**** Task material ****

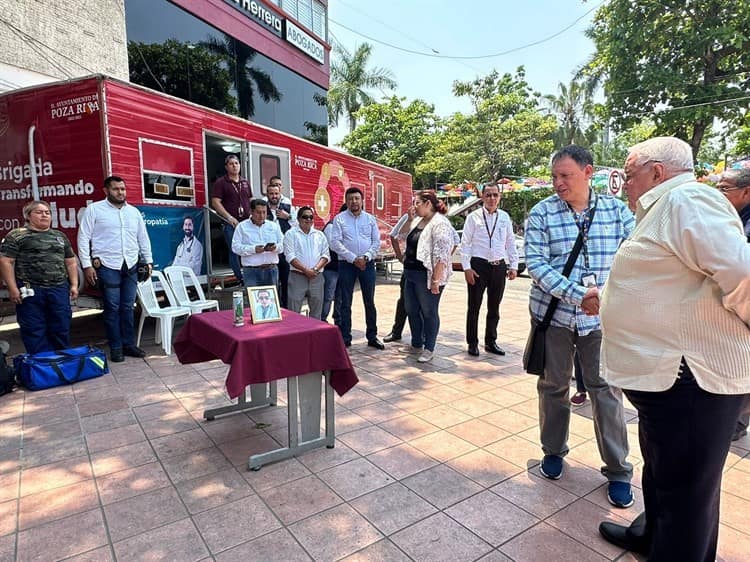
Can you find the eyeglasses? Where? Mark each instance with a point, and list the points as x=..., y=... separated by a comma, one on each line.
x=627, y=177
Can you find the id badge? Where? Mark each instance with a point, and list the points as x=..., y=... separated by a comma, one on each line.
x=588, y=280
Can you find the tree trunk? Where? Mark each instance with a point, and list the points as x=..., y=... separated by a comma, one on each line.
x=699, y=129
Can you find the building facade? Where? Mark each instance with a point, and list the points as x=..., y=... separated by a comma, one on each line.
x=48, y=41
x=263, y=60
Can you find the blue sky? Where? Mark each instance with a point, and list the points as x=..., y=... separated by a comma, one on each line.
x=465, y=28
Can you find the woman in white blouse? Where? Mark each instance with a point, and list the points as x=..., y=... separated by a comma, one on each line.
x=427, y=268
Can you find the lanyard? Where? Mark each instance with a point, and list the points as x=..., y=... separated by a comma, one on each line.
x=490, y=233
x=583, y=222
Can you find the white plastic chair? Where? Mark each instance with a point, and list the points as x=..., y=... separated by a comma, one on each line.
x=176, y=275
x=164, y=316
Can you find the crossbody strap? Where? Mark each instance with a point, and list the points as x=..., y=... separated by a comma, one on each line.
x=552, y=307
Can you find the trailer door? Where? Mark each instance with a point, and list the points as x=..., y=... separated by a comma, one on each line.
x=267, y=161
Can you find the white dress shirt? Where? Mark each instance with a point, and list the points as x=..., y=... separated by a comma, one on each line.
x=248, y=235
x=679, y=287
x=114, y=235
x=476, y=241
x=353, y=236
x=307, y=248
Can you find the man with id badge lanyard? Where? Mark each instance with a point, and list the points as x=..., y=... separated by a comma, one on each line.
x=553, y=227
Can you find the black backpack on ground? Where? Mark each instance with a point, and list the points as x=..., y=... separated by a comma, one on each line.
x=7, y=375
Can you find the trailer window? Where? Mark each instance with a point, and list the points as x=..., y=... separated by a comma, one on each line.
x=167, y=172
x=269, y=166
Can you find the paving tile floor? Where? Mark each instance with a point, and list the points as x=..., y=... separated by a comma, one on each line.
x=432, y=462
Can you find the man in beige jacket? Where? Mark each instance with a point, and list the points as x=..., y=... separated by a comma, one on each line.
x=675, y=316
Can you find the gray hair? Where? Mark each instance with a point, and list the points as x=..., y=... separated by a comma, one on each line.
x=29, y=207
x=675, y=154
x=740, y=176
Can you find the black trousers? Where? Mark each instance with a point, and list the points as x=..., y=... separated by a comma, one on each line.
x=492, y=280
x=283, y=280
x=400, y=319
x=684, y=434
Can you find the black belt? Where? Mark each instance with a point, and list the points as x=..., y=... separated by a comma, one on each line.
x=493, y=262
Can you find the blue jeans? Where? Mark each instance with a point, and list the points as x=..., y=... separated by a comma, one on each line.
x=257, y=277
x=44, y=319
x=421, y=309
x=234, y=259
x=118, y=290
x=329, y=292
x=348, y=274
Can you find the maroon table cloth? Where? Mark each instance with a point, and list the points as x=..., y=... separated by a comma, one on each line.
x=260, y=353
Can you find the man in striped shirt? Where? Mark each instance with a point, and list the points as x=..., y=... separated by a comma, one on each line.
x=552, y=229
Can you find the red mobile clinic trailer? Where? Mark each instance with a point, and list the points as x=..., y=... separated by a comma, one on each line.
x=59, y=141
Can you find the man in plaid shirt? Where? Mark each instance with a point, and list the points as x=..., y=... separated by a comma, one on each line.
x=552, y=229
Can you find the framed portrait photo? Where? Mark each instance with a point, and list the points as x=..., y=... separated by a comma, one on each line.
x=264, y=304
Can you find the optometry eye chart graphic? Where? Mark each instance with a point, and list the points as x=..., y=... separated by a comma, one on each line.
x=264, y=304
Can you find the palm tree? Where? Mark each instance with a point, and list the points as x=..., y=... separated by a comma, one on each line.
x=573, y=106
x=246, y=78
x=349, y=78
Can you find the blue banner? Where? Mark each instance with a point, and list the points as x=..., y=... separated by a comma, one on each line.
x=177, y=236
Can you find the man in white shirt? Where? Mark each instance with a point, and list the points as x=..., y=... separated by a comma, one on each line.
x=356, y=239
x=111, y=238
x=258, y=242
x=488, y=256
x=306, y=249
x=675, y=316
x=190, y=250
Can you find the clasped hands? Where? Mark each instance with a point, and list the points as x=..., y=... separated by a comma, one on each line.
x=590, y=304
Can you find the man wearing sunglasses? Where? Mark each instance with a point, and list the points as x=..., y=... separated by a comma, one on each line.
x=735, y=185
x=306, y=250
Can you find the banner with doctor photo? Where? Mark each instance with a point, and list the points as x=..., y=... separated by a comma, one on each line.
x=177, y=236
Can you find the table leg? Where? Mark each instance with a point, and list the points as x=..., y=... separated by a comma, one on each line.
x=308, y=387
x=259, y=396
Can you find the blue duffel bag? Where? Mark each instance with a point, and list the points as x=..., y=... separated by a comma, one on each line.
x=64, y=366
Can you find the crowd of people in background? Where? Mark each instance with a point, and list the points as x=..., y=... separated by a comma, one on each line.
x=650, y=301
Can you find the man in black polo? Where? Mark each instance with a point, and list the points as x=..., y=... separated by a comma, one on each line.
x=281, y=212
x=488, y=256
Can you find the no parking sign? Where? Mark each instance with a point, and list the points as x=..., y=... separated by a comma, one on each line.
x=614, y=184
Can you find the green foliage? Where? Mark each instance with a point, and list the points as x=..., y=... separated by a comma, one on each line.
x=613, y=151
x=350, y=79
x=518, y=203
x=190, y=72
x=683, y=63
x=573, y=106
x=505, y=134
x=394, y=134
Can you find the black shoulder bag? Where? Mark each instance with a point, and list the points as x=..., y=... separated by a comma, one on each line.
x=533, y=355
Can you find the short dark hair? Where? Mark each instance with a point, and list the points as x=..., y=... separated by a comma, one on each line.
x=740, y=176
x=302, y=210
x=578, y=154
x=112, y=179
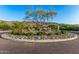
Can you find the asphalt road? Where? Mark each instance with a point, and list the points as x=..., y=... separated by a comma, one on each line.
x=15, y=47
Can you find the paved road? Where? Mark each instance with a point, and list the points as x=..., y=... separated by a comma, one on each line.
x=68, y=47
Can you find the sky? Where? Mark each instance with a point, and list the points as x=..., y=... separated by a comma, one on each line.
x=68, y=14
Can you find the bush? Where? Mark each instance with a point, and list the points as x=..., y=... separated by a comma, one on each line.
x=50, y=33
x=41, y=33
x=63, y=32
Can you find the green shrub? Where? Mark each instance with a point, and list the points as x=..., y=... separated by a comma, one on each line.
x=50, y=33
x=41, y=33
x=63, y=32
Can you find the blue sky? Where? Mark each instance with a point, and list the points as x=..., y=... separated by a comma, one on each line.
x=65, y=13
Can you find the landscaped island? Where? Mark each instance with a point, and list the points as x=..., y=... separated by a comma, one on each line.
x=38, y=29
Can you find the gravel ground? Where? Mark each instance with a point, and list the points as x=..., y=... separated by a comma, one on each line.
x=68, y=47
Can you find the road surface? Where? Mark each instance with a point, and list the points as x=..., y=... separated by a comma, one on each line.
x=15, y=47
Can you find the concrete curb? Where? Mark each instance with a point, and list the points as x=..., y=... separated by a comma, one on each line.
x=48, y=40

****

Exactly as they stand, retype all the entries, but omit the pictures.

* Reply *
Can you find the eyeglasses? Where? Mark each instance with a point, and list the points as x=..., y=... separated by a comma, one on each line.
x=627, y=177
Can you find the id badge? Where? Mark each instance with a point, and list the points as x=..., y=... separated by a comma, one on each line.
x=588, y=280
Can you find the tree trunk? Where? Mark each instance with a point, and list the points as x=..., y=... separated by a comma, one on each line.
x=699, y=129
Can you find the building facade? Where? Mark each instance with a point, and list the points as x=..., y=... separated by a comma, one on each line.
x=48, y=41
x=263, y=60
Can you find the blue sky? Where? Mark each instance with a point, and list the points as x=..., y=... separated by a comma, one on each line.
x=465, y=28
Can you find the woman in white blouse? Where? Mark each instance with a point, and list the points as x=..., y=... separated by a comma, one on each line.
x=427, y=268
Can you find the lanyard? Where? Mark each instance with a point, and list the points as x=..., y=... separated by a comma, one on each line.
x=490, y=233
x=583, y=222
Can you find the white plastic chair? Where? Mark each instance with a point, and list the points as x=..., y=... separated by a comma, one on each line.
x=176, y=275
x=164, y=316
Can you find the crossbody strap? Where? Mark each instance with a point, and list the points as x=..., y=... separated by a comma, one on each line.
x=552, y=307
Can you find the trailer door? Where? Mark each instance with a point, and list the points as x=..., y=... separated by a comma, one on each line.
x=267, y=161
Can you find the white dress shirt? Where? Mark each instance with a point, and list the points as x=..., y=... separated by a comma, one on each line.
x=248, y=235
x=679, y=287
x=114, y=235
x=476, y=241
x=353, y=236
x=307, y=248
Can you find the man with id badge lanyard? Where? Mark each instance with a point, and list the points as x=..., y=... separated by a comma, one on each line.
x=553, y=227
Can you find the black backpack on ground? Where? Mark each instance with a point, and list the points as x=..., y=... separated by a comma, one on each line.
x=7, y=375
Can you find the trailer window? Where? Mark each instance with a point, and list the points as x=..., y=... separated by a comma, one on each line.
x=167, y=172
x=269, y=166
Can you find the paving tile floor? Where? Mark each instance with a point, and list the points as x=..., y=... separated by a comma, one on each line.
x=432, y=462
Can you find the man in beige jacket? Where? Mark each instance with a point, and list the points as x=..., y=... separated by a comma, one on each line.
x=675, y=316
Can you find the gray hair? Where? Mark each instance with a point, and list the points as x=..., y=... separated by a comma, one on each line.
x=29, y=207
x=675, y=154
x=740, y=176
Can you find the black trousers? Where? Mark each instance with a point, and list the points as x=..., y=... separated by a comma, one on each line.
x=492, y=280
x=283, y=280
x=400, y=319
x=684, y=434
Can you find the black belt? Where? Mark each instance with a point, and list the points as x=..., y=... separated by a comma, one on each line.
x=493, y=262
Can you find the blue jeans? Where? Mark each instance with a point, and list the points as x=..., y=... separated by a comma, one on each line.
x=257, y=277
x=44, y=319
x=421, y=309
x=234, y=259
x=118, y=290
x=329, y=292
x=348, y=274
Can you find the maroon table cloth? Where? Mark each instance with a point, and list the points as x=..., y=... separated by a comma, one on each line.
x=260, y=353
Can you find the man in striped shirt? Where? Mark each instance with a point, and list the points as x=..., y=... separated by a comma, one on each line.
x=552, y=229
Can you find the red mobile clinic trailer? Where? Mark each instance with a point, and list the points as x=..., y=... separated by a comma, one on each line.
x=59, y=141
Can you find the man in plaid shirt? Where? Mark each instance with a point, and list the points as x=..., y=... separated by a comma, one on each line.
x=552, y=229
Can you find the framed portrait photo? Where? Mark each instance with a point, and list the points as x=..., y=... separated by a comma, one on each line.
x=264, y=304
Can you find the optometry eye chart graphic? Where? Mark each instance with a point, and list the points as x=..., y=... separated by a comma, one on each line.
x=264, y=304
Can you find the palm tree? Where? Mark each instance with a point, and list the points as x=..., y=... separated by a comma, one on each line.
x=573, y=106
x=246, y=78
x=349, y=78
Can you find the blue banner? Where? Mark each instance with a point, and list the points as x=..., y=... separated by a comma, one on each line.
x=177, y=236
Can you find the man in white shirt? Where? Mark each instance with a point, and list the points as x=..., y=... separated by a comma, one on each line.
x=356, y=239
x=111, y=238
x=258, y=242
x=488, y=256
x=306, y=249
x=675, y=316
x=190, y=250
Can you find the clasped hands? Where? Mark each instance with a point, and list the points as x=..., y=... separated by a comma, one on each line.
x=590, y=304
Can you find the man wearing sunglasses? Where? Mark each instance with a point, and list the points as x=..., y=... separated by a comma, one on each line.
x=735, y=185
x=306, y=250
Can you find the banner with doctor photo? Where? Mark each instance with a point, and list the points as x=..., y=... separated by a comma, one on each line.
x=177, y=236
Can you find the table leg? Where? Mark each instance with a point, and list the points as x=..., y=... separated by a comma, one on each line.
x=308, y=387
x=259, y=396
Can you find the blue duffel bag? Where? Mark each instance with a point, and list the points as x=..., y=... separated by a comma, one on each line.
x=64, y=366
Can you find the crowd of people in background? Where? Mark each instance with a point, and list the points as x=..., y=... separated by a comma, one on each line.
x=650, y=301
Can you find the man in black polo? Where? Mark each instance with a point, and list the points as x=..., y=... separated by a comma, one on each line.
x=281, y=212
x=488, y=256
Can you find the no parking sign? Where? Mark each instance with a point, and list the points as x=..., y=... separated by a comma, one on each line.
x=614, y=184
Can you find the green foliage? Where? Mark each instance with a point, and list the points as x=..., y=... separated by a comma, one on each line.
x=613, y=151
x=350, y=79
x=518, y=203
x=190, y=72
x=683, y=63
x=573, y=106
x=505, y=134
x=394, y=134
Can you find the black shoulder bag? Where? Mark each instance with a point, and list the points as x=..., y=... separated by a comma, one on each line.
x=533, y=355
Can you find the short dark hair? Where? Mark each instance with a point, and list the points as x=..., y=... separated by a comma, one on each line.
x=740, y=176
x=302, y=210
x=578, y=154
x=112, y=179
Can you find the asphalt road? Where? Mark each instance with a point, and list the points as x=..., y=... separated by a comma, one on each line.
x=15, y=47
Can you find the paved road? Where? Mark each instance with a point, and list the points as x=..., y=... separated by a comma, one on each line.
x=68, y=47
Can you find the sky? Where? Mark each instance with a point, and list the points as x=..., y=... separated by a comma, one on each line.
x=68, y=14
Can you find the bush? Where? Mark each instance with a point, and list the points as x=..., y=... separated by a comma, one on each line.
x=50, y=33
x=41, y=33
x=63, y=32
Can you find the green shrub? Where? Mark each instance with a point, and list the points as x=..., y=... separated by a comma, one on each line.
x=50, y=33
x=41, y=33
x=63, y=32
Can you find the blue sky? Where? Mark each instance with a point, and list the points as x=..., y=... separated by a comma, one on each line.
x=65, y=13
Can you find the landscaped island? Where? Mark each instance with a point, and list the points as x=..., y=... separated by a comma, one on each line.
x=38, y=29
Can you find the gravel ground? Where? Mark each instance with a point, and list the points as x=..., y=... separated by a comma, one on each line.
x=68, y=47
Can you find the road surface? Where? Mark each instance with a point, and list the points as x=..., y=... separated by a comma, one on each line.
x=15, y=47
Can you find the concrete curb? Where? Mark each instance with a point, and list the points as x=..., y=... separated by a comma, one on each line.
x=48, y=40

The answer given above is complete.